● What you are asked to do:
Extract the lines of the records below word for word, starting with the line that contains "The component shall mark a point on the vehicle" and continuing through the end of the records.

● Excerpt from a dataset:

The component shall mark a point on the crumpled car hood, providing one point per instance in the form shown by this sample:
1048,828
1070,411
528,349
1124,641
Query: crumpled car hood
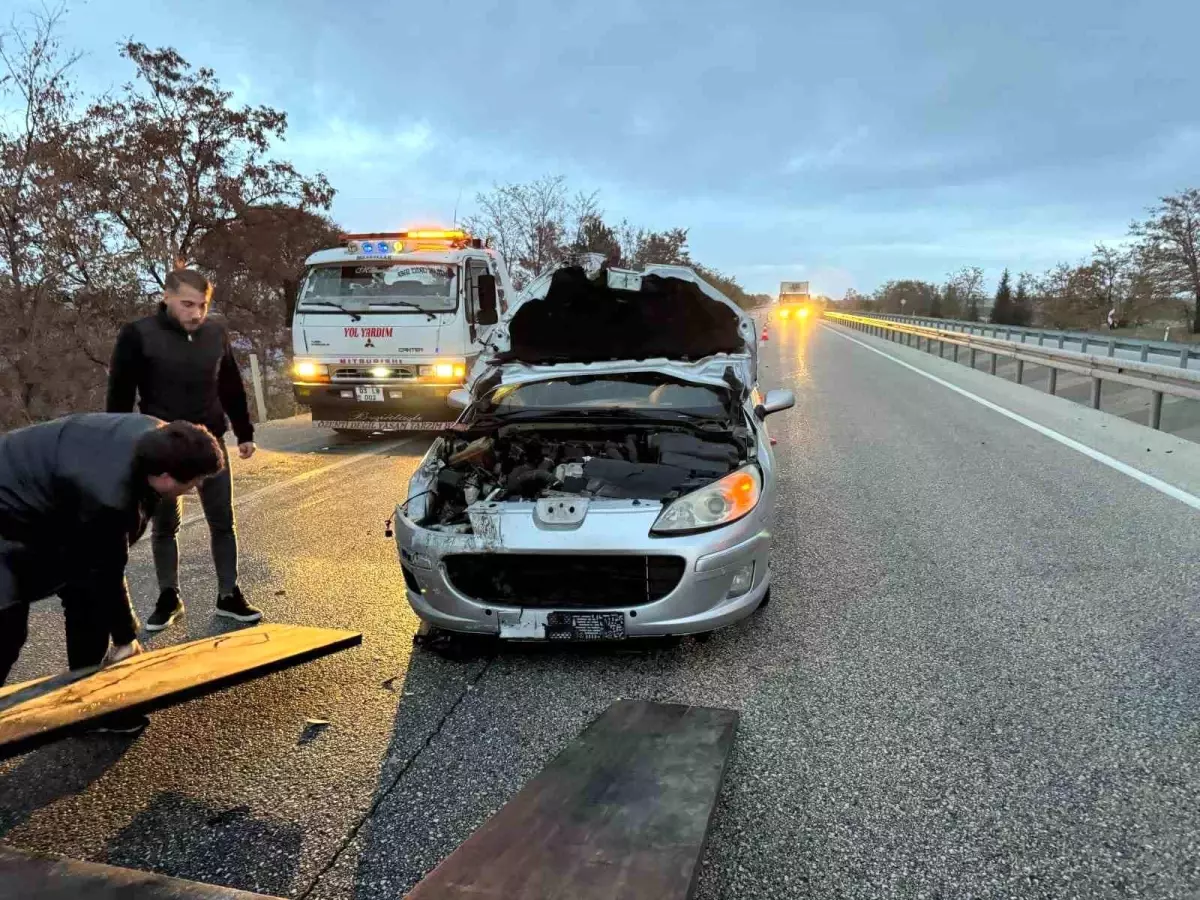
588,318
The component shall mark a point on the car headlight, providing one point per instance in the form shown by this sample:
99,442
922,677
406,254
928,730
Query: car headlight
713,505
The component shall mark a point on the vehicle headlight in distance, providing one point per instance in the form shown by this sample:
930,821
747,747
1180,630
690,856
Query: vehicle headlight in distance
713,505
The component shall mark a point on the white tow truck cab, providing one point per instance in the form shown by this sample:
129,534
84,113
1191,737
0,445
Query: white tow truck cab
388,324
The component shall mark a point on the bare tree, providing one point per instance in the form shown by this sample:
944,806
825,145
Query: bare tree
36,323
526,222
171,160
967,291
1170,247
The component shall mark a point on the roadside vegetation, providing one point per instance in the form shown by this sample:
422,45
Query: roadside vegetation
100,197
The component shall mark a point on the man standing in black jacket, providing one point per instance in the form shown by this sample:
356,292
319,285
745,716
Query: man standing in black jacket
179,365
76,493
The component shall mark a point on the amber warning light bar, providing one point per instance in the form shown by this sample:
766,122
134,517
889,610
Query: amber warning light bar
383,243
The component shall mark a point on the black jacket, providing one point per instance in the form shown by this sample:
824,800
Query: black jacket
72,503
177,375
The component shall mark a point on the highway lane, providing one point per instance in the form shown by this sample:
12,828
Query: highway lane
977,676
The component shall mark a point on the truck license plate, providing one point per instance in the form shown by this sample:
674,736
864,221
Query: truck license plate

● Response below:
The component shall mark a point on the vehicle headlight in distance, providing one point per instance in the form shown by this sample:
930,821
747,747
1180,630
690,856
Query: vehicle headlight in distance
713,505
The component shall mark a point on the white tow truck cab, providing one point per instance in the form shown by this sample:
129,534
84,113
1191,737
0,445
Query: white tow truck cab
388,324
The component shall mark a point on the bare tree, providing one point per instance in the form shown by this sample:
944,806
825,145
Query: bare tree
36,323
526,222
171,160
967,291
1170,247
The component shall mark a point on the roadside vegetation, providing one point per instance in the form shown by this sample:
422,45
Query: roadside vegetation
100,197
The component shall mark a point on the man standing in black jacket, providing one point per instance in the form shown by this sample:
356,292
319,285
745,716
Query: man standing in black jacket
179,365
76,493
The component shall mark a point on the amber warning light bar, providing one point per instance in the form shown by this sample:
766,122
134,517
889,610
Query: amber warning light bar
383,243
The component shall mark a point on the black jacket, providing one point per instance in the form shown by this sample:
824,800
Query: black jacket
72,503
177,375
The component shall mark a point on the highway lane, providing one point per instance in the form shown by this sample:
12,828
Query: highway lane
977,676
The component shall mark a point on the truck license plate, providing one point per instance in the form shown by this sample:
674,736
864,221
Query: truck license plate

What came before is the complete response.